*Task description*: List each line in the items below that contains the word "cabinet". Treat uppercase and lowercase as distinct.

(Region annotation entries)
┄┄┄┄┄┄┄┄┄┄

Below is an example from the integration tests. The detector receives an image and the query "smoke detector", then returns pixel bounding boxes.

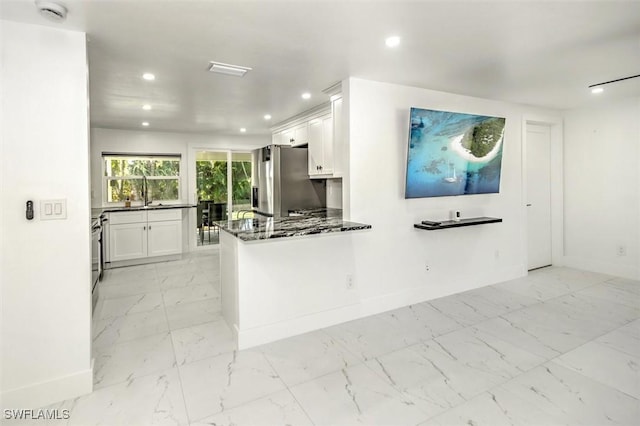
[36,1,67,22]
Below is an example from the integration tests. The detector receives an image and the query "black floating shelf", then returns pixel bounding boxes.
[413,217,502,231]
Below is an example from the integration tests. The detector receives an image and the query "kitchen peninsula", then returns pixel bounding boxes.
[220,209,371,349]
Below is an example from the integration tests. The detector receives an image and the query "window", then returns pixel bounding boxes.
[102,153,181,203]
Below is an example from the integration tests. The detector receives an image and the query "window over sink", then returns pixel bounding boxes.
[102,153,182,204]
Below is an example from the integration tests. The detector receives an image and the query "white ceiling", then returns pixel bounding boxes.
[0,0,640,135]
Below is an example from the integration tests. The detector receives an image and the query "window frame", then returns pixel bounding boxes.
[100,152,184,207]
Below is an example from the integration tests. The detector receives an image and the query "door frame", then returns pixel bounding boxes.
[520,114,564,275]
[187,145,232,251]
[187,145,255,251]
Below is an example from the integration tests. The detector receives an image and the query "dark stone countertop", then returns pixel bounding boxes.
[218,209,371,241]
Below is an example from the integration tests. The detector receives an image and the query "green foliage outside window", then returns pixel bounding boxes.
[103,156,180,203]
[196,160,251,204]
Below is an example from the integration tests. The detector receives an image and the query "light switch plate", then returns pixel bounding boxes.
[40,199,67,220]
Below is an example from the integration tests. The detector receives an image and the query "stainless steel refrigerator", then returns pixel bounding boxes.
[252,145,327,217]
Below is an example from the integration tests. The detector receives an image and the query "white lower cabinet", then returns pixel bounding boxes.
[147,220,182,256]
[106,209,182,262]
[109,223,147,262]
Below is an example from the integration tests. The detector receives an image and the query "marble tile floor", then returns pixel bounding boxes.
[16,256,640,426]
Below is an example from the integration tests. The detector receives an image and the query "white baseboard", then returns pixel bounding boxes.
[2,361,93,409]
[562,256,640,280]
[231,265,526,350]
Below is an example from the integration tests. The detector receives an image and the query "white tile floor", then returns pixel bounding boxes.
[17,251,640,426]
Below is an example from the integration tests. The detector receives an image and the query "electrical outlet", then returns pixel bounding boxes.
[346,274,354,290]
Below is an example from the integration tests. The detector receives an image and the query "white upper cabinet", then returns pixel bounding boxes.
[309,115,333,178]
[272,95,344,179]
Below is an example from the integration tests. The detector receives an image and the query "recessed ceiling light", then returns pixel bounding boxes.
[384,36,400,47]
[36,1,67,22]
[209,61,252,77]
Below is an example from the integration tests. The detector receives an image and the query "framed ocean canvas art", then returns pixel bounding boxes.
[405,108,506,198]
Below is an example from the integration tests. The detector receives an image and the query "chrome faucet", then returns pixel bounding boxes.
[142,175,149,207]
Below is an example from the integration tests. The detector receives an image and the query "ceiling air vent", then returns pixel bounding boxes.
[209,61,252,77]
[36,1,67,22]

┄┄┄┄┄┄┄┄┄┄

*Response to this task*:
Below is an example from the integration tests. The detector receives an image and the query "white lower cabinet", then returns pixel bounding boxes.
Below is an example from the integration tests. The detector receives an image and the query "white upper cabinet", then returns pixel bounding boxes.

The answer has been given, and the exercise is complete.